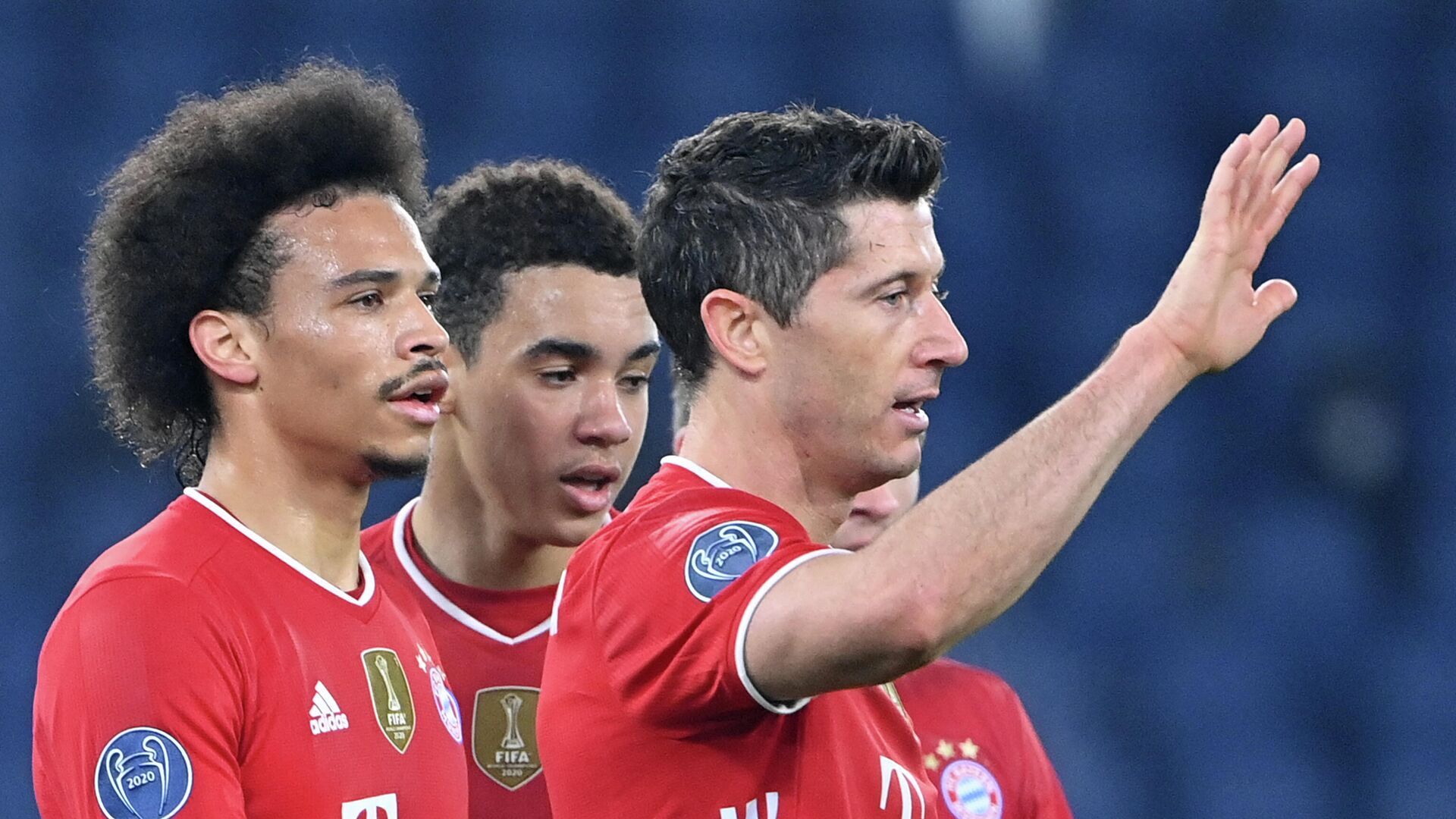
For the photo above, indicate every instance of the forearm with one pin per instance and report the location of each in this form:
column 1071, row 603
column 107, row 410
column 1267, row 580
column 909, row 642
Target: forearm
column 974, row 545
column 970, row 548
========
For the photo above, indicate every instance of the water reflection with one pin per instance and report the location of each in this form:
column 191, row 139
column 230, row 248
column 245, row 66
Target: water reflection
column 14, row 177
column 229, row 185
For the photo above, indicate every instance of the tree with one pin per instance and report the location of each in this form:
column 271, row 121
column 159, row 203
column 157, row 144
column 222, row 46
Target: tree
========
▸ **Exercise aim**
Whenever a line in the listing above includes the word "instance", return that line.

▸ **Task solution**
For the photo above, indicate every instance of the forearm with one pin per instance and report the location of each in this form:
For the photo above, indicate every instance of the water reflection with one pin per instance and report the location of each in this form:
For the photo above, indicate every instance of the tree with one pin per instance and report the location of each in this form:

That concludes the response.